▶ **Passage**
● ● ●

That is the only thing that I don't like about Petsmart. I do like Petsmart better than Petco because it seems allot cleaner and brighter, but Petco has good brands of food LOL


----------



## Yorkie967 (Mar 13, 2012)

lovemydogsalways said:


> That is the only thing that I don't like about Petsmart. I do like Petsmart better than Petco because it seems allot cleaner and brighter, but Petco has good brands of food LOL


funny you should mentioned that because I feel exactly the same way and have ended up going to petsmart more than petco. It's just nice and bright and bit cleaner than petco. I just wished they had the great selection of petfood as petco. But good job for pointing that out


----------



## Huginn (Nov 21, 2011)

Its because of those red shelves at PetCo, not only do they make it look dimmer, but the color red is an eye irritant. It was my personal opinion when I worked there that part of the reason customers at PetCo are so angry is the red shelves, same with Home Depot customers being irritated by the orange shelves. Also, PetCo has this claim that they are going green by not turning on all of their store lights before 10am, when I worked there it included the AC not being on in the middle of the summer and EVERY single customer complained that it was warmer inside than out, to which we had to reply with our "green" statement. 
Anyway, PetSmart is beginning to carry some better brands and I was super excited to see that we were clearancing out some of the lower quality ones, like Chef Michael's. If everyone starts sending more emails requesting more grain free options, I'm willing to bet it will continue to change.


----------

● ● ●

▶ **Data section**
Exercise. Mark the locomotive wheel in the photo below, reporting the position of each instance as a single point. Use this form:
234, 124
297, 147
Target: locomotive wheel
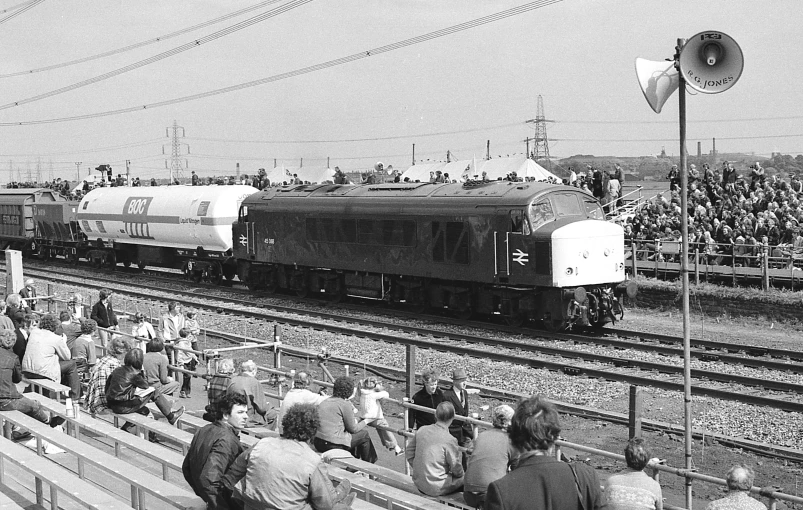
515, 320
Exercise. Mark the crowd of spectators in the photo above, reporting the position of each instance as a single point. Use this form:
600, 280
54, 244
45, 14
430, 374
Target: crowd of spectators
733, 219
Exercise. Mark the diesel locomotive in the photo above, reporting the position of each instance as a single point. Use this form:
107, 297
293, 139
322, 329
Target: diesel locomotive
522, 250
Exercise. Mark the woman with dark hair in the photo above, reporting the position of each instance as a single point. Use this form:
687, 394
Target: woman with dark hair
634, 489
127, 391
339, 429
539, 480
284, 472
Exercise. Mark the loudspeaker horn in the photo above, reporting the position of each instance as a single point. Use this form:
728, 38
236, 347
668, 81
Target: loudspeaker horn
711, 62
658, 80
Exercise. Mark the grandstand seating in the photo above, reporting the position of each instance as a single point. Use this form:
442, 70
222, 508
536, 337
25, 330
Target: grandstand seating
141, 482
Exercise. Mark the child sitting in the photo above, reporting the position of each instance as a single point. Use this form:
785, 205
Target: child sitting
370, 393
186, 360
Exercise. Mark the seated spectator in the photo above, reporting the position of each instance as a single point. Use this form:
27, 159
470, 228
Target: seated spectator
338, 428
285, 472
540, 480
48, 357
371, 392
247, 385
217, 387
634, 489
428, 396
490, 458
127, 391
186, 360
299, 394
10, 398
434, 456
142, 330
83, 350
213, 450
96, 392
155, 366
739, 480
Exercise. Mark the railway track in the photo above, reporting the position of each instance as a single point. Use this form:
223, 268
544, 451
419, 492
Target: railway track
760, 391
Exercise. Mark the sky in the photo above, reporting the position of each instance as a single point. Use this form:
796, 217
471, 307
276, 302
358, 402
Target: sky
451, 93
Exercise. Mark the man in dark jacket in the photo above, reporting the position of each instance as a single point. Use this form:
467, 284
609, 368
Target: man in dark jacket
213, 449
458, 396
127, 391
540, 480
428, 396
104, 315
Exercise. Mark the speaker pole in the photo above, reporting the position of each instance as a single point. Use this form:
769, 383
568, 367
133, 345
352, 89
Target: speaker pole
684, 271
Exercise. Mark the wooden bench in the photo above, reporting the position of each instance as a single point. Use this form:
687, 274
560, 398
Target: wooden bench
381, 494
41, 385
60, 480
141, 482
398, 480
167, 458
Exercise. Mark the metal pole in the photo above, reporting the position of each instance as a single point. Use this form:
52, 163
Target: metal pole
684, 270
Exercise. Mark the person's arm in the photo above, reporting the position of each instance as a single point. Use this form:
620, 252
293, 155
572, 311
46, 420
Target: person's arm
321, 491
236, 471
409, 452
454, 459
211, 476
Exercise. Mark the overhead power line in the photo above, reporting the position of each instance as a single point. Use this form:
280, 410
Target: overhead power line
515, 11
20, 8
135, 46
161, 56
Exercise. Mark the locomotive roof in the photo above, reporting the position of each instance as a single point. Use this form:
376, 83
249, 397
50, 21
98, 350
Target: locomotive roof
410, 196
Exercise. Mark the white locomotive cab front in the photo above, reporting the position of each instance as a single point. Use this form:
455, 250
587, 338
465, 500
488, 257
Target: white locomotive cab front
587, 253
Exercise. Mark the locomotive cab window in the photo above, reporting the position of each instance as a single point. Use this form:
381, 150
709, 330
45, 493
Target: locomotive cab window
541, 212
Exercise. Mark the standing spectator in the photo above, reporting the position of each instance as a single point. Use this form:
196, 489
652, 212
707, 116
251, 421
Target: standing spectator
83, 350
96, 394
540, 480
428, 396
76, 307
634, 489
171, 322
187, 360
28, 293
48, 357
458, 396
371, 392
103, 314
298, 394
127, 391
218, 385
490, 457
247, 385
10, 375
142, 330
5, 320
739, 479
338, 427
155, 366
285, 472
213, 450
435, 457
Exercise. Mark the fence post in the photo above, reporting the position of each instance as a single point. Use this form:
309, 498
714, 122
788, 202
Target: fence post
50, 302
636, 404
277, 352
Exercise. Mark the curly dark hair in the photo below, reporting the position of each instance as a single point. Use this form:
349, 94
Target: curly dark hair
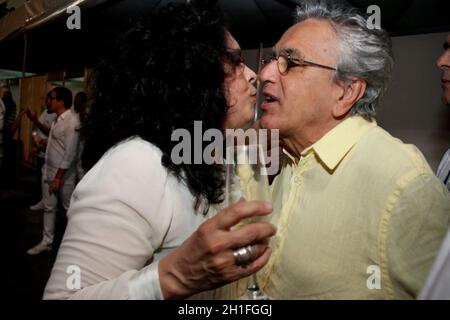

● ● ●

▶ **What the task requires**
From the pet store thread, reproduce the passage beginning at the words "Anyway, PetSmart is" and stopping after "continue to change.".

▶ **Solved problem**
Anyway, PetSmart is beginning to carry some better brands and I was super excited to see that we were clearancing out some of the lower quality ones, like Chef Michael's. If everyone starts sending more emails requesting more grain free options, I'm willing to bet it will continue to change.